### DATA PROVIDED
_____
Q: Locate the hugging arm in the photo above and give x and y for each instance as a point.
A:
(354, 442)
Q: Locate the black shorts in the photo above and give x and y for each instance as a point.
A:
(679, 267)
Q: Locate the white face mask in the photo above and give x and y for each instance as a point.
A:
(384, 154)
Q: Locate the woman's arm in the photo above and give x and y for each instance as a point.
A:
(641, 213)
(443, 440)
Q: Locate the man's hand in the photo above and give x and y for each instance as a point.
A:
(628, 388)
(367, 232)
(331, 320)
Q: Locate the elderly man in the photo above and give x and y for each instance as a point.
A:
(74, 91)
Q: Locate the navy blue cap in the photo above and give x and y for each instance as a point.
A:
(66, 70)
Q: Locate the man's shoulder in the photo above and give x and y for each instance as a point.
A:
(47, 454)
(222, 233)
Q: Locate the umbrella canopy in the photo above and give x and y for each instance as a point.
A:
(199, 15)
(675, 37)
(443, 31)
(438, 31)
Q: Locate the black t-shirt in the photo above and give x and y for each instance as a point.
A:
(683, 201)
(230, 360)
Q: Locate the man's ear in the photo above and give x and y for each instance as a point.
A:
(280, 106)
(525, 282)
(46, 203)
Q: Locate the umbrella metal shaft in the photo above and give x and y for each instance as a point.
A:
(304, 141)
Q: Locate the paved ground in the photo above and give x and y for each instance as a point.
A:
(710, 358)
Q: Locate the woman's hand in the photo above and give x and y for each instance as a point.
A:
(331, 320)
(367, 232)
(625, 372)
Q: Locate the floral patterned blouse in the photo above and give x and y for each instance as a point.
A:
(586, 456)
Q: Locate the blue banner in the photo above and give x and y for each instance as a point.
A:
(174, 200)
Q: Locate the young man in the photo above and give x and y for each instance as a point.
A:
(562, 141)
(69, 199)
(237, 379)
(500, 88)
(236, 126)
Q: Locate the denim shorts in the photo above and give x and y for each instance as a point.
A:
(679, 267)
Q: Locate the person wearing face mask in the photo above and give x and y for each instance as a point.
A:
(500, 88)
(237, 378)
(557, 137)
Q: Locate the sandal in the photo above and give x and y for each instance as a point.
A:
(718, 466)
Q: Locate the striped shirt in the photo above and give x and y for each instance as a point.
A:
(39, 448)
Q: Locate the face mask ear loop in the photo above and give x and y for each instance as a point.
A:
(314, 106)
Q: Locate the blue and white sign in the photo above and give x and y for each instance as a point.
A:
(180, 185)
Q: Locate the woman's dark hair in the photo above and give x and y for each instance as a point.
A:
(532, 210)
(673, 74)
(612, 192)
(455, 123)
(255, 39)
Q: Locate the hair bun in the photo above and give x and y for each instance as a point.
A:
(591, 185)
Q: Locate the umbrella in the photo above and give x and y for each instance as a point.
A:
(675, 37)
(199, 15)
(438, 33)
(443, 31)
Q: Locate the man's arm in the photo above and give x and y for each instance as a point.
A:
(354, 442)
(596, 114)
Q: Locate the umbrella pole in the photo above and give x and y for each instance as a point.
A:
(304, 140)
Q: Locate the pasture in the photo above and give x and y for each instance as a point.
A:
_____
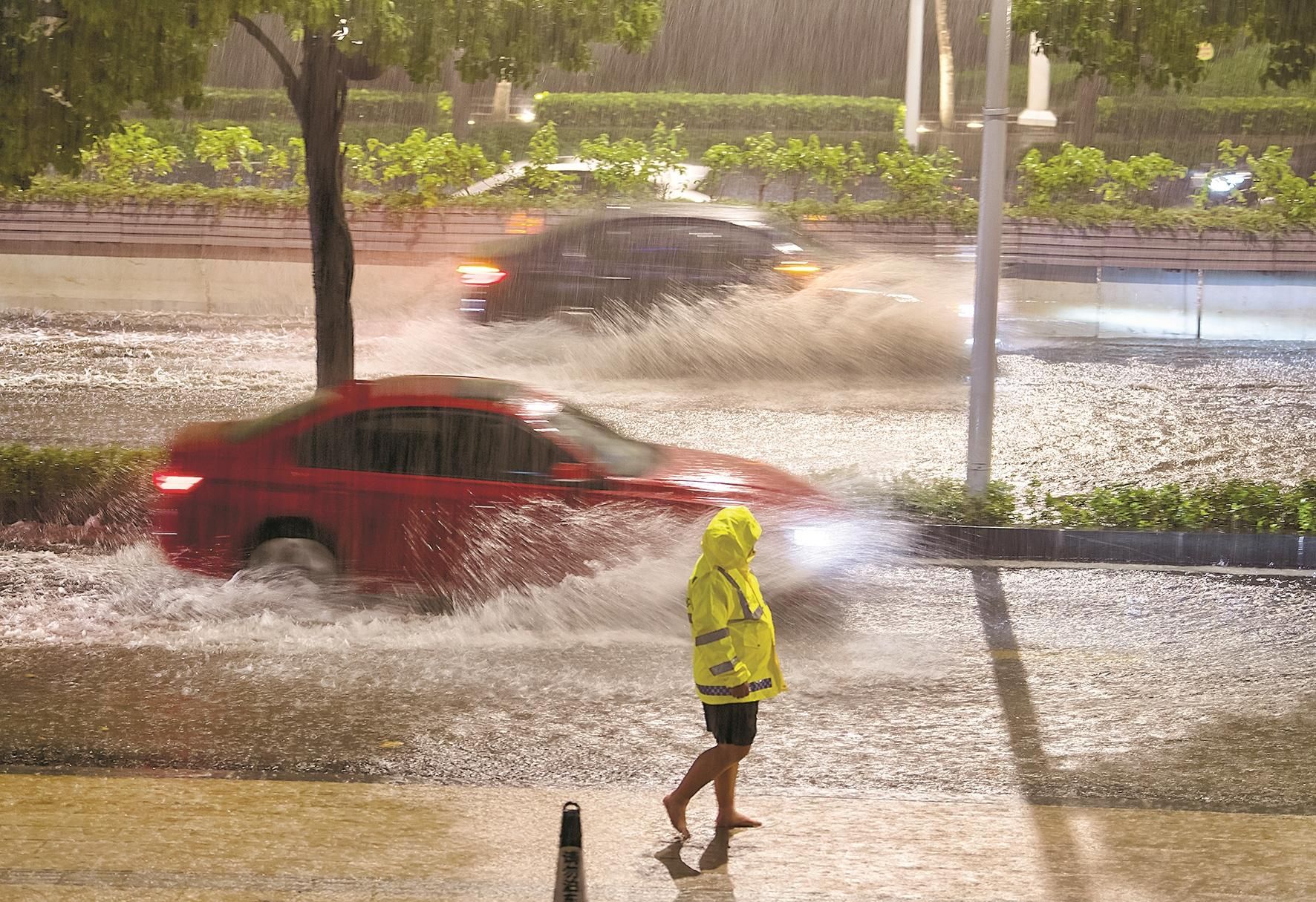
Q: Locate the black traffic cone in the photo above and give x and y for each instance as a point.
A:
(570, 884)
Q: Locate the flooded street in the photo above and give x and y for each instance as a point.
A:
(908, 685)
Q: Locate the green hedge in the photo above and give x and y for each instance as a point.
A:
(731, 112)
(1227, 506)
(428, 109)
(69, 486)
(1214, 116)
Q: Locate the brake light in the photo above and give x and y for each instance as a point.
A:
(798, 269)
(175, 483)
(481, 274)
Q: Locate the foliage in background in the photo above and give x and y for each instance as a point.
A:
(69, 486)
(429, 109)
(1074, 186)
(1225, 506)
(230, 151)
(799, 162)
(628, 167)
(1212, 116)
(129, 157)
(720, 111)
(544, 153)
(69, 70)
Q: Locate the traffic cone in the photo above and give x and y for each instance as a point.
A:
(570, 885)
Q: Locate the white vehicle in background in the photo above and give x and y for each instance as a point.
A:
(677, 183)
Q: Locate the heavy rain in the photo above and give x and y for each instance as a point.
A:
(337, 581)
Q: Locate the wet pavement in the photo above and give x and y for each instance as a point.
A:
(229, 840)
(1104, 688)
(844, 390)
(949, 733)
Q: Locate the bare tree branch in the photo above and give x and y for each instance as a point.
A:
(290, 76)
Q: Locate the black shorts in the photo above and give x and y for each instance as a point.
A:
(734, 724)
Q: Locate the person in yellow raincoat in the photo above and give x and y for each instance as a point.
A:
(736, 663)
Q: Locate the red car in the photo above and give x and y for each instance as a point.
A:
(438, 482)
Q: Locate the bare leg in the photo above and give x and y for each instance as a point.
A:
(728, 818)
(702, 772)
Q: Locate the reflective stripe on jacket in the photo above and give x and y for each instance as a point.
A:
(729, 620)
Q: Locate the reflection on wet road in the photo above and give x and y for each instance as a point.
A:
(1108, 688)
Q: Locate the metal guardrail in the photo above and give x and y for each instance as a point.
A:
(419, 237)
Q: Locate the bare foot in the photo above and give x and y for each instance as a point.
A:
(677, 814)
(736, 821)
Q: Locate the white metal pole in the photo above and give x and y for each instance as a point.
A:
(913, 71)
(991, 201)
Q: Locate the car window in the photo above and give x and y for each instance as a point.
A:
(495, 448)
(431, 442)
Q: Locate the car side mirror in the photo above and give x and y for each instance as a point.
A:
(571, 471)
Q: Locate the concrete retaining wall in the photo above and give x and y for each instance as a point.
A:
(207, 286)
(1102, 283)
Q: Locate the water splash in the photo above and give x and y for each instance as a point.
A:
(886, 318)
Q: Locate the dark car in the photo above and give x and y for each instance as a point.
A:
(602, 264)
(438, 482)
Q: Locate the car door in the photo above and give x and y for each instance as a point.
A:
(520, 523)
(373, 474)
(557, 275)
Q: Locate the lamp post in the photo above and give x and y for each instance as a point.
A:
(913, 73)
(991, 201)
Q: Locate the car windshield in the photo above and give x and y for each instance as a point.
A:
_____
Return every line of the rows above that contains the word "pole", copying each one in full.

### CORRECT OUTPUT
Q: Locate the umbrella pole in the photo above and give x and y for each instance as a point.
Q: Locate the white metal pole in the photo above and give x and y for each instance as a point.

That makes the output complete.